* SHORT EXERCISE *
From the entries below, pick out and copy every line that contains the word "along". Matching is case-sensitive.

* SUPPLIED MATERIAL *
►

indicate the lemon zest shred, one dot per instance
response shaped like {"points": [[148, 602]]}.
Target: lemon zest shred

◄
►

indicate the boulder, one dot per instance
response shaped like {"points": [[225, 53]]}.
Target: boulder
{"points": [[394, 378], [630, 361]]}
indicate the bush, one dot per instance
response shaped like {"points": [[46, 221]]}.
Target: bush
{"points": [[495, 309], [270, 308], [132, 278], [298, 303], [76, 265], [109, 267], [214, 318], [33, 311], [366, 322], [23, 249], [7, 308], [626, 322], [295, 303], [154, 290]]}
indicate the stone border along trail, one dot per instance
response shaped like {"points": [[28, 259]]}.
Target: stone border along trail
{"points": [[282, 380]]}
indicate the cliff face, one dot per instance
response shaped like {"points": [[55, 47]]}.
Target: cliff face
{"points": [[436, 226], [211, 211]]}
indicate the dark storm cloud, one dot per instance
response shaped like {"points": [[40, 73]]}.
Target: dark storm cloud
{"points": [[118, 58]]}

◄
►

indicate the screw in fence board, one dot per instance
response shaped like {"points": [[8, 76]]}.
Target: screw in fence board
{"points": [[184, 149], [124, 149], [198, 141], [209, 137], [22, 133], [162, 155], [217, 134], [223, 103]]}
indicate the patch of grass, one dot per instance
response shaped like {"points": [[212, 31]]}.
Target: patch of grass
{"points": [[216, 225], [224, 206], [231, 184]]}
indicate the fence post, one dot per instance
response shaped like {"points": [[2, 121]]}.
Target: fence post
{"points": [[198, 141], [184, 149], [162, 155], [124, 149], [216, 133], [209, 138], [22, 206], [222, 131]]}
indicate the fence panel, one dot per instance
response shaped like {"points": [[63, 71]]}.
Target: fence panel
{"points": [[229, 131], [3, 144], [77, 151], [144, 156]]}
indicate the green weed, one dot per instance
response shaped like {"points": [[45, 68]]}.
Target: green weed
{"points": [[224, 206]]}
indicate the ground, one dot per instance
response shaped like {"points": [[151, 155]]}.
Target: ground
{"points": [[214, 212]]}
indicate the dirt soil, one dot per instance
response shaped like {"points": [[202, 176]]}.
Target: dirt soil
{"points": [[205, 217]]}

◄

* SOLUTION TO THIS TASK *
indicate the stone border along trail, one dot per instance
Target: stone border along trail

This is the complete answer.